* What this task involves:
Pull out every line below that contains the word "grain" and copy each one. Treat uppercase and lowercase as different.

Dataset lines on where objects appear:

════════════════

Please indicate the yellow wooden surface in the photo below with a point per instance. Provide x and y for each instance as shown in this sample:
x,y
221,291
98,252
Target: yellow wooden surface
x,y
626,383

════════════════

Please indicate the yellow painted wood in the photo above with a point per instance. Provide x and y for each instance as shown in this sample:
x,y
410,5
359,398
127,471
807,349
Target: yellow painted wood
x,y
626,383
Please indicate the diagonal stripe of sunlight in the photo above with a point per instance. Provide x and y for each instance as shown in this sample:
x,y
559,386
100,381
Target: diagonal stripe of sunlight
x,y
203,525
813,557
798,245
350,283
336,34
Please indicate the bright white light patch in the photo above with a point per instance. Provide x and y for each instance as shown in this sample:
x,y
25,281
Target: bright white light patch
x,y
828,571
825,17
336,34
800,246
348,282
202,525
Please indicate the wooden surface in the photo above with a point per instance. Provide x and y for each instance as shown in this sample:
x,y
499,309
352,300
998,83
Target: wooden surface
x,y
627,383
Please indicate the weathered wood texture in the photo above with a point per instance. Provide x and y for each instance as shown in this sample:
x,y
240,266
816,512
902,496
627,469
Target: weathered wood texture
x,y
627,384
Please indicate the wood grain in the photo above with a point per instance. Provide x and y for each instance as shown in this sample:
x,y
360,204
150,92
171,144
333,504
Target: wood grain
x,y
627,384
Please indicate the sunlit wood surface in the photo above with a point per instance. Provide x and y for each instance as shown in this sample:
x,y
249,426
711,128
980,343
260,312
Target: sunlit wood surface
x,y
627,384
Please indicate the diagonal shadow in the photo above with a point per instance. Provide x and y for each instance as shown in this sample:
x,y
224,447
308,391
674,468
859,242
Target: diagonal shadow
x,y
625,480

════════════════

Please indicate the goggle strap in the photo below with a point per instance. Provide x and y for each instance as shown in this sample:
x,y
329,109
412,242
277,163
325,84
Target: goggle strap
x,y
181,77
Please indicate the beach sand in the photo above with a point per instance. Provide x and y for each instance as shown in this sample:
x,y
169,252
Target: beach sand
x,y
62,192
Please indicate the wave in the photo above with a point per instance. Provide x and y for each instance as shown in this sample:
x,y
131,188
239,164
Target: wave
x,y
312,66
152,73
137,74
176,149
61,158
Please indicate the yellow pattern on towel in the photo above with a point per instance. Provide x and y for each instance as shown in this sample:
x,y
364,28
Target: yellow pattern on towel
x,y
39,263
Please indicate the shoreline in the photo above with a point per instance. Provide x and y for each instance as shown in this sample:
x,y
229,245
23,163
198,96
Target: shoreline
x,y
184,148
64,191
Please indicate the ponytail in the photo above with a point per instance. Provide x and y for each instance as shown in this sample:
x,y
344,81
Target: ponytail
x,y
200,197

════════════════

* Response below:
Please indicate the wood grain in the photo above with a point per instance. Provide x and y for each instance as shown in this sample:
Target: wood grain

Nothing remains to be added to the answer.